Updated on March 19, 2015

How to Figure "Square Roots" of Numbers that are not Perfect Squares

I am a math tutor. I've been tutoring math since I was in high school back in the last century (well back in the last century). I began in 10th grade tutoring 9th graders in Algebra. The next year, I began tutoring Geometry (my favorite). I also got my first paying tutoring job that year (most of my high school tutoring was volunteer, after school, in the school building).

When I was in college, I tutored high school students in a program called "Upward Bound". I now tutor privately (in my own community) and through an on-line site called "Wyzant".

I bring this up because there are several topics I have noticed trouble my students and I thought this might help them (and other math students) with these subjects (I have other math related lenses).

This is not a lens about using a calculator to find a square root. This is not a lens about finding a square root to its nearest 10th or 100th or 2 places. This is a lens that helps you get from a large number's square root to a smaller number's square root.

In other words, this will show you how to go from ([square root] 20) to (2 ([square root] 5).

Reducing Irrational Square Roots

One of the sorts of problems that shows up on Algebra tests is taking a square root of a number that isn't a perfect square (see a list of all the integers that are perfect squares from 1-625 at the bottom of this lens) and reducing it to an easier to handle version. For example, in the picture here, we start with [square root] 98. But, if you notice when you look at the list, 98 is NOT a perfect square.

98, however, equals 2 X 49. 49 is a perfect square -- it's 7 squared (or 7 X 7). So, as you can see in the second step, [square root] 98 = [square root] 49 X [square root] 2. Or, more succinctly, 7 X [square root] 2.

What is asked
a) Set down, word for word, everything in the text on square roots from "One of the sorts" down to "a perfect square.".
b) Answer these questions using the text on square roots:
(i) In what grade did the writer begin tutoring?
(ii) What was the name of the program in which the writer tutored high school students during college?
(iii) Which perfect square is identified as a factor of 98?

Part of a data file
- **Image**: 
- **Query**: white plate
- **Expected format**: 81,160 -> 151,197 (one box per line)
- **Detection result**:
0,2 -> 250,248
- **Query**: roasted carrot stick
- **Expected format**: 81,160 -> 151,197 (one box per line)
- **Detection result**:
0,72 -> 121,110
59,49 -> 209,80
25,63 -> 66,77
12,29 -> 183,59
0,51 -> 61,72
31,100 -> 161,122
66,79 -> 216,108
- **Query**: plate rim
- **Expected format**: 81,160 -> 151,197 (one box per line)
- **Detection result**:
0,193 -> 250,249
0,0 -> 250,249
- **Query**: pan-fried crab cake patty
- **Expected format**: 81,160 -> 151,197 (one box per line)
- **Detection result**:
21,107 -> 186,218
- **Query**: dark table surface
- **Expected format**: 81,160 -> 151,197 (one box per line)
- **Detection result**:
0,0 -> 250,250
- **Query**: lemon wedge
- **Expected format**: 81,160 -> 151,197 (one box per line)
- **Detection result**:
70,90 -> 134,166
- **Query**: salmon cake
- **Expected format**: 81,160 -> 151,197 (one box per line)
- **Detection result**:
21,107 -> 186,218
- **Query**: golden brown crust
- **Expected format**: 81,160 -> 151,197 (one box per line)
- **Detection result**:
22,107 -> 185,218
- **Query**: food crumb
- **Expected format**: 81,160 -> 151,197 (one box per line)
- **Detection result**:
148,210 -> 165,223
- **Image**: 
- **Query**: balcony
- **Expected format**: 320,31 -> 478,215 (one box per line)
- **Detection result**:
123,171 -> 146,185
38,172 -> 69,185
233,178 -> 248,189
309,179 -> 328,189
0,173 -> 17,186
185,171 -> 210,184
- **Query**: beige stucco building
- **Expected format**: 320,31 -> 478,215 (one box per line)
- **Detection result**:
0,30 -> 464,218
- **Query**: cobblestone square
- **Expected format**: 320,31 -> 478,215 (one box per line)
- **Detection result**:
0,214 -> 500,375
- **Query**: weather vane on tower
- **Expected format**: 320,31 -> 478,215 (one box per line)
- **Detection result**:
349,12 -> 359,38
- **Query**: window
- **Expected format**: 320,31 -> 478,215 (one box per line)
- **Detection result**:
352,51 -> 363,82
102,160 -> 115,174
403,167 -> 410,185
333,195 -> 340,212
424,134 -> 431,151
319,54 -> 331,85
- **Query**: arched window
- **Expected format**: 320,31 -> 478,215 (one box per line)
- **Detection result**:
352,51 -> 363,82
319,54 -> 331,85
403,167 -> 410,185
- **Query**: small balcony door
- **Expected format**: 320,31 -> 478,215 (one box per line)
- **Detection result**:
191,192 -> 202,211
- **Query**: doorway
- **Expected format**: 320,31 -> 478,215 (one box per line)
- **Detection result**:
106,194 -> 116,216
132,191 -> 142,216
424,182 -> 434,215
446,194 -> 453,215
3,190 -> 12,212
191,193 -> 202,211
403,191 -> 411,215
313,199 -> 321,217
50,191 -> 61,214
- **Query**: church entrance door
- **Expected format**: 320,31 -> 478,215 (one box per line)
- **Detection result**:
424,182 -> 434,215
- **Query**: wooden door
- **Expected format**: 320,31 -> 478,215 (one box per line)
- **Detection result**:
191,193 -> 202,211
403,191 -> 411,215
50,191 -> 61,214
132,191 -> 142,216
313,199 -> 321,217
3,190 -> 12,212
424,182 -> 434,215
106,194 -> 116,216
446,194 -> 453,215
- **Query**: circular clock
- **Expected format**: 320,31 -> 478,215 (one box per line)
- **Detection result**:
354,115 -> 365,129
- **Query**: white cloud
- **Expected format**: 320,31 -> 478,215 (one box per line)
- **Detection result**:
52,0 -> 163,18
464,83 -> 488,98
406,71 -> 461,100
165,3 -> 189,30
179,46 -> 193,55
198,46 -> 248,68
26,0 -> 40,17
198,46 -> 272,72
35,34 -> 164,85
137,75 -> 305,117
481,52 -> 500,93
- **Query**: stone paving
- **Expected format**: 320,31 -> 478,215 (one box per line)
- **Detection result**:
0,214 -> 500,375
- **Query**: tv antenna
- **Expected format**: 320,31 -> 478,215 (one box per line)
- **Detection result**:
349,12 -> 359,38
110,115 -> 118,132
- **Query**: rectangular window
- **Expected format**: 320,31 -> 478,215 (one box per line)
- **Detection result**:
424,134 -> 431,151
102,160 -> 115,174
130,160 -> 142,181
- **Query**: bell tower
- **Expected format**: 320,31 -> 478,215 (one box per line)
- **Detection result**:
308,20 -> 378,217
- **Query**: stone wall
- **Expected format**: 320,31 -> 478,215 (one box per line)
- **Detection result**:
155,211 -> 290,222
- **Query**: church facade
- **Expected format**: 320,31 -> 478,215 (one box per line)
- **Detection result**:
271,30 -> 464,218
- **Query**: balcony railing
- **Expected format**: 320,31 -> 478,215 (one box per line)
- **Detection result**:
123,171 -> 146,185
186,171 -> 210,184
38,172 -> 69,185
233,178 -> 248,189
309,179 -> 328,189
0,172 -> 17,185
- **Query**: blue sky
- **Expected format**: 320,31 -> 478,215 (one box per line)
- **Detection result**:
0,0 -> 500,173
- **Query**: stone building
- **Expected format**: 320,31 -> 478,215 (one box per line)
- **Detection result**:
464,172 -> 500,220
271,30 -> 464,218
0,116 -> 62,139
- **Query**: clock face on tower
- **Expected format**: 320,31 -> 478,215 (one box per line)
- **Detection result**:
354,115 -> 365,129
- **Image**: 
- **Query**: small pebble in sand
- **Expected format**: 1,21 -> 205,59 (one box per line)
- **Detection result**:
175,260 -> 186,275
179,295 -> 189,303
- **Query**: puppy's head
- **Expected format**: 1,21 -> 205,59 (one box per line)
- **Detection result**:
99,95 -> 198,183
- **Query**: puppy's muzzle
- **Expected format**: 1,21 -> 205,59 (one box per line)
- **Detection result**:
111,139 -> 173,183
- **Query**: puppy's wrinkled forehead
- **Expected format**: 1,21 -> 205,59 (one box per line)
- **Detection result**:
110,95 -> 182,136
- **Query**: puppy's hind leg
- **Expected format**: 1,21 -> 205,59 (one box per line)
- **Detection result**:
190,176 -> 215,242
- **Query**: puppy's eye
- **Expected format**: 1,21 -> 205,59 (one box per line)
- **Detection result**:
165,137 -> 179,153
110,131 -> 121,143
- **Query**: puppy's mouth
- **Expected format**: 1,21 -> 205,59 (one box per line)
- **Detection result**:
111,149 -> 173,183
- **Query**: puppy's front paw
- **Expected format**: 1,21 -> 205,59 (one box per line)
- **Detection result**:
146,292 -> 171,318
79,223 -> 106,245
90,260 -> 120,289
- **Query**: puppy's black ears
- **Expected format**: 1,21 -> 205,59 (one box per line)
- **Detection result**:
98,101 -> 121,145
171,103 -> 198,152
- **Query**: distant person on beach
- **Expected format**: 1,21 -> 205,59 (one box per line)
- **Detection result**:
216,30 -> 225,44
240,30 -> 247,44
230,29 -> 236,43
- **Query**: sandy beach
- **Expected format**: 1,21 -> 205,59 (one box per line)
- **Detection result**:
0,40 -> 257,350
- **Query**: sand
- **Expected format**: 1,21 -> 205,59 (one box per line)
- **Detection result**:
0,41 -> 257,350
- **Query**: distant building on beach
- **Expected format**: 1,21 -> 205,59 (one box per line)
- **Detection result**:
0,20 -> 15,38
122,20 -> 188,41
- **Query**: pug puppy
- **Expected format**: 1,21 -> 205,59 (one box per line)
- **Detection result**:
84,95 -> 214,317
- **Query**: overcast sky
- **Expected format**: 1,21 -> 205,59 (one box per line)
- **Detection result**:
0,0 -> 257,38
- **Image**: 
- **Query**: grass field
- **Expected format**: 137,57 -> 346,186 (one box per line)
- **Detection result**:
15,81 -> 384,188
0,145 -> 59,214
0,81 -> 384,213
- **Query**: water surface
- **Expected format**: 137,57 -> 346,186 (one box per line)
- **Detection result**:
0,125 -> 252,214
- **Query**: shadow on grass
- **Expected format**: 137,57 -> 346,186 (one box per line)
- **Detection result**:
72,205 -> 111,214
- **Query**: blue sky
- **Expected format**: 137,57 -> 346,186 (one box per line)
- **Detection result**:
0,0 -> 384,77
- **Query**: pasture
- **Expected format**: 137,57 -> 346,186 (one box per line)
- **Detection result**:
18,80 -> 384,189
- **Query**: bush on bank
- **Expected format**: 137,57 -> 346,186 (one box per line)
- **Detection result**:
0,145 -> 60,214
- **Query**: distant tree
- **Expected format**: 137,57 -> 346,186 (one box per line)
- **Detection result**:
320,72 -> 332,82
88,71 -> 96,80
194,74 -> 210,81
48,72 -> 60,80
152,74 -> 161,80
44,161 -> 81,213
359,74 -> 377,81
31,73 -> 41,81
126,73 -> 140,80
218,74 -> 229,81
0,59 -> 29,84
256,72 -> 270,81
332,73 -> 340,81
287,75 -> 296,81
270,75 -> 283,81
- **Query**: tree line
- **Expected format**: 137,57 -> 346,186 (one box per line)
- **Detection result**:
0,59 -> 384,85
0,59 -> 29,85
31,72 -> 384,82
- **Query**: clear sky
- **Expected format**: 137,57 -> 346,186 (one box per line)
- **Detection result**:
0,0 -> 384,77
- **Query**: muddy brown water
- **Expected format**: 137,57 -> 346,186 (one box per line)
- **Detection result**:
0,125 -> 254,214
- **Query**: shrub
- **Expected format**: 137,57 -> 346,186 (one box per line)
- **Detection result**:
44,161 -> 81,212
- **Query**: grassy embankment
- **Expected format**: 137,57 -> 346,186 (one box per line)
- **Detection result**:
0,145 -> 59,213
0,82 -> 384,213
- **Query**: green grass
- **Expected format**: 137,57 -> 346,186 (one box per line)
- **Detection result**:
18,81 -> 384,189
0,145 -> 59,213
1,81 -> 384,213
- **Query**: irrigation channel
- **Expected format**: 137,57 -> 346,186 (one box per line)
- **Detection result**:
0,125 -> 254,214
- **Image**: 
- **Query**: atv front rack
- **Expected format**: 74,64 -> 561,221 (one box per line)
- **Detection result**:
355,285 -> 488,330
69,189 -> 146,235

Responses for each task
a)
One of the sorts of problems that shows up on Algebra tests is taking a square root of a number that isn't a perfect square (see a list of all the integers that are perfect squares from 1-625 at the bottom of this lens) and reducing it to an easier to handle version. For example, in the picture here, we start with [square root] 98. But, if you notice when you look at the list, 98 is NOT a perfect square.

b)
(i) 10th grade
(ii) Upward Bound
(iii) 49